**Instructions for the task**
Count the lines in the listing below that contain the string "point", with case counting. Reply with the number alone.

━━ Data shown ━━

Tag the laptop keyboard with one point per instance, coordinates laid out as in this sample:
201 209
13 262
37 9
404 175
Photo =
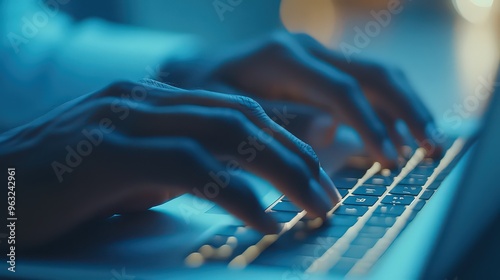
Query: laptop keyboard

━━━
━━ Data shown ━━

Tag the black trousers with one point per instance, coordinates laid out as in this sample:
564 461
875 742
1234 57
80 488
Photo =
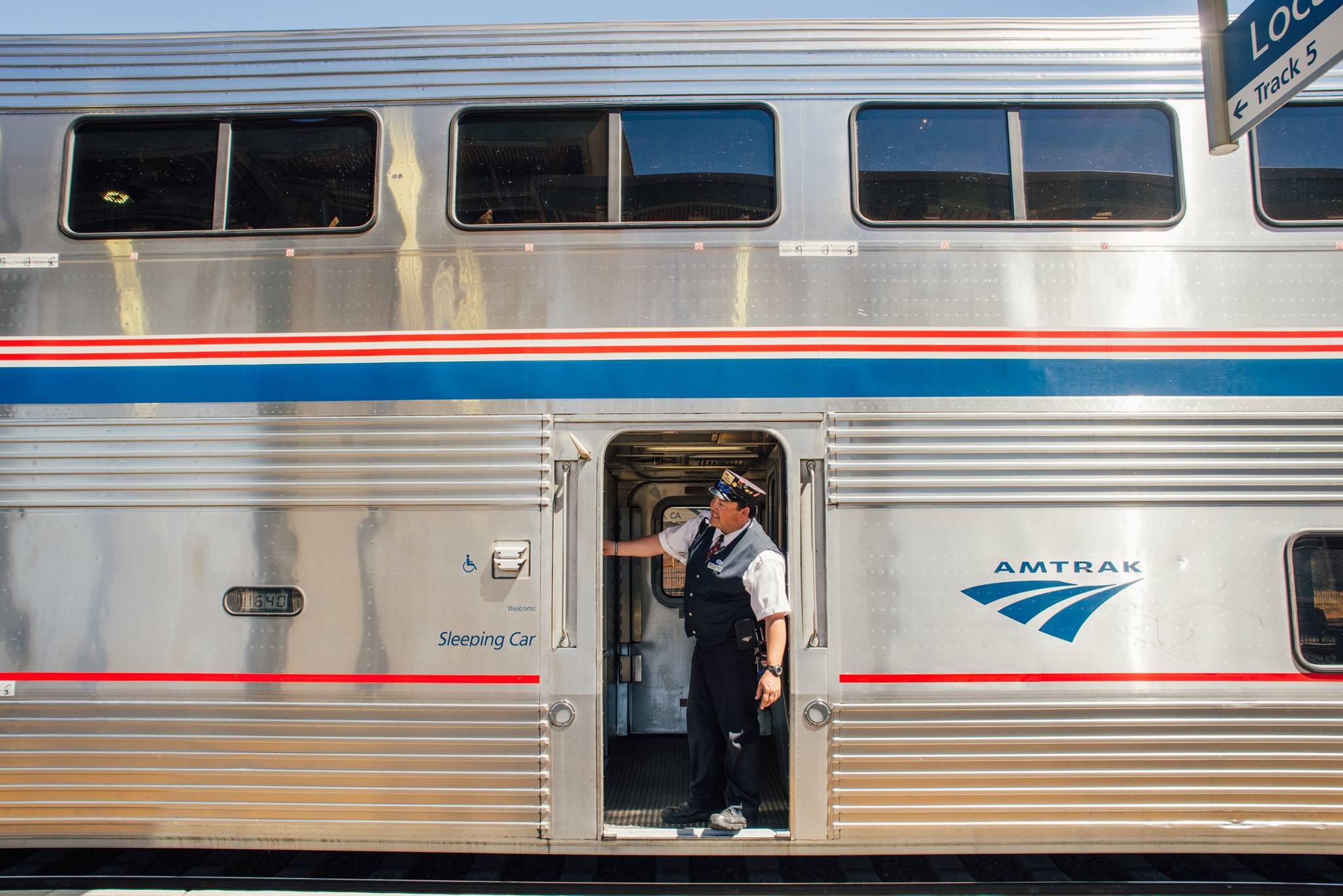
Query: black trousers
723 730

━━━

**Finished task**
2